**EXERCÍCIO ESCRITO A**:
Selecione e copie todas as linhas dos registros abaixo em que aparece a palavra "cloud".

**TEXTO DE ORIGEM**:
********
Maduro por um fio
Um deputado carismático recorre à Constituição para se declarar presidente interino, ganha apoio internacional e os venezuelanos voltam às ruas
Ao tomar posse como presidente de uma Assembleia Nacional semivazia e destituída de suas atribuições em 9 de janeiro, um dia antes da entronização de Nicolás Maduro em seu segundo mandato na Presidência da Venezuela, o pouco conhecido deputado Juan Guaidó parecia estar só fazendo o jogo de cena de um falso líder sem liderados. Não estava. Embalado pelo reconhecimento internacional que recebeu e que foi negado a Maduro — “usurpador” do posto máximo em eleições fraudulentas, segundo resolução da mesma sessão da Assembleia —, Guaidó lançou-se a uma roda-viva de comícios, discursos e entrevistas com o propósito de insuflar novo fôlego na combalida campanha oposicionista contra o governo.
E, na trilha de Guaidó, a Venezuela acordou. Na quarta 23, centenas de milhares de pessoas atenderam à convocação do deputado e tomaram as ruas de Caracas e outras cidades, no primeiro protesto em massa desde 2017. Ali na rua, cercado pela multidão, Guaidó sacou a Constituição e proclamou-se presidente interino. “Juremos, como irmãos, que não descansaremos enquanto não tivermos liberdade”, declarou.
********
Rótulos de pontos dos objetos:
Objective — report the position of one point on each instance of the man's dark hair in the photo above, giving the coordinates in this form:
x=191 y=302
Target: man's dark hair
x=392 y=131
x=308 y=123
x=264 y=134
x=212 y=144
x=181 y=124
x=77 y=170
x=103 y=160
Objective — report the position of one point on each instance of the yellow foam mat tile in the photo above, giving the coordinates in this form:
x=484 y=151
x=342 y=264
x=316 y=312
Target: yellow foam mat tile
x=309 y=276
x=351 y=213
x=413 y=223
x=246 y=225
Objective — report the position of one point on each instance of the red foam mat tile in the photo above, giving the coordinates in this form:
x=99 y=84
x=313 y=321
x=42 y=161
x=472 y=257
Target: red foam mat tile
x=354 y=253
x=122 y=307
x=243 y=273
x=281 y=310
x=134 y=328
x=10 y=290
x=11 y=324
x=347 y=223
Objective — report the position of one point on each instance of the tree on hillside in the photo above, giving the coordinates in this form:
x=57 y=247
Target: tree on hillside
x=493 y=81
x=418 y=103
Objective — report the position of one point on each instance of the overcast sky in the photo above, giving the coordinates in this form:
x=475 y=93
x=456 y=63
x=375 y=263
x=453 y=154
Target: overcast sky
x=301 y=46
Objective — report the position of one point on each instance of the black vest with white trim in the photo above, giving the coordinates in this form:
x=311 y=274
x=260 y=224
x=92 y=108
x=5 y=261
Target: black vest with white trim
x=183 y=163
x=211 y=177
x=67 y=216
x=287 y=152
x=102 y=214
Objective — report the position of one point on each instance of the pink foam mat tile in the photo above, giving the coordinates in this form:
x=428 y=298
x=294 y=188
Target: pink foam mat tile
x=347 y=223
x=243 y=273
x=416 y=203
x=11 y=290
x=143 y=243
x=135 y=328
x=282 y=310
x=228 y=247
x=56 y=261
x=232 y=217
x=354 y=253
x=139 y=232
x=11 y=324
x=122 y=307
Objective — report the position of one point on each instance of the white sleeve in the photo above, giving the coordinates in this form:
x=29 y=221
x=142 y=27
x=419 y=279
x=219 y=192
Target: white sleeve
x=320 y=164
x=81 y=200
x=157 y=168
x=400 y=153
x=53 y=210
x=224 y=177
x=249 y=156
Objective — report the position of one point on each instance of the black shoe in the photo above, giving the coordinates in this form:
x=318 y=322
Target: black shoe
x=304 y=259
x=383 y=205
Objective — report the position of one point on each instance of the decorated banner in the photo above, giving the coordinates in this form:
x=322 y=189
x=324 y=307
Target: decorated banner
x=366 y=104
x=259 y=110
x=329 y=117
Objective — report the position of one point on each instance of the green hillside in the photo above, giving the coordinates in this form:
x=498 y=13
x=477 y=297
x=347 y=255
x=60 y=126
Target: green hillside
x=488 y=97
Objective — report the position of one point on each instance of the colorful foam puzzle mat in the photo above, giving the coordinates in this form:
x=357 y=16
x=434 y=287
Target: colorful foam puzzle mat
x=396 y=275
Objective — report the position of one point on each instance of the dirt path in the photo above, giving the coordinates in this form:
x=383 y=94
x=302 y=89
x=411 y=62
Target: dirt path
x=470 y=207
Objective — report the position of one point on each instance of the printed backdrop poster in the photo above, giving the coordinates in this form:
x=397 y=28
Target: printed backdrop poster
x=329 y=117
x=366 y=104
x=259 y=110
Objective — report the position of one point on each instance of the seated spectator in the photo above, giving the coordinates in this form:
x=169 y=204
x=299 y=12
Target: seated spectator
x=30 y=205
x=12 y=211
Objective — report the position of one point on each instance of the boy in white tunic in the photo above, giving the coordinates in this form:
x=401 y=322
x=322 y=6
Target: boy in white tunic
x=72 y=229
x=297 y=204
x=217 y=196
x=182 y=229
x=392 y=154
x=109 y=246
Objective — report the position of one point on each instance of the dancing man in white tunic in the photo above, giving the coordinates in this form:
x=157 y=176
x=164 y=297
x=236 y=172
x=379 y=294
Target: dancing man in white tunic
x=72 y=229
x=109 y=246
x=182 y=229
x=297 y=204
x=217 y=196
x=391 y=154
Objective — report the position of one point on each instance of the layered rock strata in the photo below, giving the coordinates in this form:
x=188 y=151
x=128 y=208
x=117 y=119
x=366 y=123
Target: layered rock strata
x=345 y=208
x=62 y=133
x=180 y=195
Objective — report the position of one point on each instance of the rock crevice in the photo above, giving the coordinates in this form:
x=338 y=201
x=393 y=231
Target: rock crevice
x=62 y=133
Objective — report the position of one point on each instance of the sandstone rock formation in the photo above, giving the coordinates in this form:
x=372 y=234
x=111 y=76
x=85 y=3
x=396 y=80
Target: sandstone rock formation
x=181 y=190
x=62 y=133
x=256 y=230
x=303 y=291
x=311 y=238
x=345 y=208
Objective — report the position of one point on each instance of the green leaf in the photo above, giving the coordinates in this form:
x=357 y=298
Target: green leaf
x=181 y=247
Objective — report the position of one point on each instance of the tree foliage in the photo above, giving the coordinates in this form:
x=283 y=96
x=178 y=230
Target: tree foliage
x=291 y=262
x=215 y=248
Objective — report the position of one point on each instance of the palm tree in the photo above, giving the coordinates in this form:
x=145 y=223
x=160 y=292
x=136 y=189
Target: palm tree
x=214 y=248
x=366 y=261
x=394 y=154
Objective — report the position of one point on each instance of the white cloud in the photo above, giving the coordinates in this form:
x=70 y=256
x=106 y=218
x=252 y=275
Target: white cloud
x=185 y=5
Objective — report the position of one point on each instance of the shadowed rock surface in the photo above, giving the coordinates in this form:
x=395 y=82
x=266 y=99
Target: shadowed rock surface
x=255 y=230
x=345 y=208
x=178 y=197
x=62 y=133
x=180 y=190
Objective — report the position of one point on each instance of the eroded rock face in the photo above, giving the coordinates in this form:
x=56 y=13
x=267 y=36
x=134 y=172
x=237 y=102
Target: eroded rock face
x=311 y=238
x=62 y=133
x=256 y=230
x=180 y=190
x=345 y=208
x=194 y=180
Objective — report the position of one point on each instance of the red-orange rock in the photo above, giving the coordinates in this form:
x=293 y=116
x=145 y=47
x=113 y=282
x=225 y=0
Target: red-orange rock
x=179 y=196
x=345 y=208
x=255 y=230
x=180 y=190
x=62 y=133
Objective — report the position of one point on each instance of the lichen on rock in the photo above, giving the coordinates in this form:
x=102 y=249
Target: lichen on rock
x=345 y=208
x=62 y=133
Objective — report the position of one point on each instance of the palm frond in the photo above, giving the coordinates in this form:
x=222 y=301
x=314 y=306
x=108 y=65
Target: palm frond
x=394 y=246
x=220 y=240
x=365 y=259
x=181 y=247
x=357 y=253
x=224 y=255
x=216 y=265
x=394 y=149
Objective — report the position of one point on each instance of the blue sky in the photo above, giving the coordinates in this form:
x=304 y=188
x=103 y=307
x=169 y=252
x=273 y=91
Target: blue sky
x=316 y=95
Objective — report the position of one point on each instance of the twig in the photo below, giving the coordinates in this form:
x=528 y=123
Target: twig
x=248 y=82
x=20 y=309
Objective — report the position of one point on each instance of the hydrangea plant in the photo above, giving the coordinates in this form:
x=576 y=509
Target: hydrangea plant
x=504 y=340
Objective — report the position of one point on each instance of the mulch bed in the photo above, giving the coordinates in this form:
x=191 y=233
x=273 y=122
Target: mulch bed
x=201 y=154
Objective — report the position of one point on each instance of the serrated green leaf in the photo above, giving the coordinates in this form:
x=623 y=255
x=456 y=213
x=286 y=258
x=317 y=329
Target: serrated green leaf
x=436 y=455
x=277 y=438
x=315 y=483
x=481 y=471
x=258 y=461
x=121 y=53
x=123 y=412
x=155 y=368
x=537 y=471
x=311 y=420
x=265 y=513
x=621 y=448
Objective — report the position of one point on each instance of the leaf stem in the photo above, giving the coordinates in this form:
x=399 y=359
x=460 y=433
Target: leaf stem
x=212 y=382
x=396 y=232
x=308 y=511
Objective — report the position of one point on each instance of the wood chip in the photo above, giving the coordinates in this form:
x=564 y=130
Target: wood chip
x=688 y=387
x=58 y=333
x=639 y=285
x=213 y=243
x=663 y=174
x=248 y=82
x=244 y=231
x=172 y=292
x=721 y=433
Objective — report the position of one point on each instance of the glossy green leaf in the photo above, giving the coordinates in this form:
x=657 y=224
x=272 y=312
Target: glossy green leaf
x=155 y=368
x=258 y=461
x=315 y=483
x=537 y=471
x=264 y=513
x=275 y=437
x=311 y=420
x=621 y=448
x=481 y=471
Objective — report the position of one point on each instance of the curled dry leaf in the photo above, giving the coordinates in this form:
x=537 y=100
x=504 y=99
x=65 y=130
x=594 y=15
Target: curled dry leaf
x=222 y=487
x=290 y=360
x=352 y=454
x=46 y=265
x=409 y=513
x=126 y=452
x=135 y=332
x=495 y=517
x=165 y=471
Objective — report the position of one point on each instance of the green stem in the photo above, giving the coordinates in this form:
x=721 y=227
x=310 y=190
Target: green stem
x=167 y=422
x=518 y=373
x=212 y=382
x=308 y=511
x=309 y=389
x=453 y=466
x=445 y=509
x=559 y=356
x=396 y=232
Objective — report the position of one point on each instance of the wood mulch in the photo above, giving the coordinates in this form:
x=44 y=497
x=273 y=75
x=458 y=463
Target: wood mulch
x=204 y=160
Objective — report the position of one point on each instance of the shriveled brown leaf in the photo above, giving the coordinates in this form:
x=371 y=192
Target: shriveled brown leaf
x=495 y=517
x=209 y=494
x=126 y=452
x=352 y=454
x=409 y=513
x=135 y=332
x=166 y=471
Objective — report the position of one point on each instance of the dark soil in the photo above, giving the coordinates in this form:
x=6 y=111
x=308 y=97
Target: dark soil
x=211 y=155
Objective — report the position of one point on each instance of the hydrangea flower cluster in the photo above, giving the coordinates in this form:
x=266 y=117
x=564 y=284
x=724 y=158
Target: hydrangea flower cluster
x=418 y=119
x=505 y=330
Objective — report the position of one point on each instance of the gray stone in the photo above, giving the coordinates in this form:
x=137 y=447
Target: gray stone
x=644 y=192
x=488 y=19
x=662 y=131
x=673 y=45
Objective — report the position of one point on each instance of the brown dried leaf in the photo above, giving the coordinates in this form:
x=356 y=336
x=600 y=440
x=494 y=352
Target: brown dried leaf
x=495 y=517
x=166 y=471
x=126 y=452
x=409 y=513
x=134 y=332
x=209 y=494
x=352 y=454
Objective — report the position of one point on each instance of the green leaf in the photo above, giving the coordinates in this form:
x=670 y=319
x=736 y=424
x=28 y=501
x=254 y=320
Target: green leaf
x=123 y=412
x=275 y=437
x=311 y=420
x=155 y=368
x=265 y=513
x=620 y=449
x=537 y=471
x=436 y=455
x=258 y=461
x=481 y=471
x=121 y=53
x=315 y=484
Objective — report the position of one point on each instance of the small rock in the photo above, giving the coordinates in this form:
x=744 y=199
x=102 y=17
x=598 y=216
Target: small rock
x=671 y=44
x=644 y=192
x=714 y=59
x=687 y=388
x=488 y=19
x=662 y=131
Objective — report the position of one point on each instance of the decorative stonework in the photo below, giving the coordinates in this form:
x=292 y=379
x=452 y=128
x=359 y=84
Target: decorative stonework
********
**EXERCÍCIO ESCRITO B**:
Transcreva do texto sobre Maduro, acima, sem nenhuma alteração, o trecho entre "Maduro por um" e "contra o governo.", inclusive.

**RESPOSTA COMPLETA A**:
Objective — report the position of one point on each instance of the white cloud in the photo above, giving the coordinates in this form:
Target: white cloud

**RESPOSTA COMPLETA B**:
Maduro por um fio
Um deputado carismático recorre à Constituição para se declarar presidente interino, ganha apoio internacional e os venezuelanos voltam às ruas
Ao tomar posse como presidente de uma Assembleia Nacional semivazia e destituída de suas atribuições em 9 de janeiro, um dia antes da entronização de Nicolás Maduro em seu segundo mandato na Presidência da Venezuela, o pouco conhecido deputado Juan Guaidó parecia estar só fazendo o jogo de cena de um falso líder sem liderados. Não estava. Embalado pelo reconhecimento internacional que recebeu e que foi negado a Maduro — “usurpador” do posto máximo em eleições fraudulentas, segundo resolução da mesma sessão da Assembleia —, Guaidó lançou-se a uma roda-viva de comícios, discursos e entrevistas com o propósito de insuflar novo fôlego na combalida campanha oposicionista contra o governo.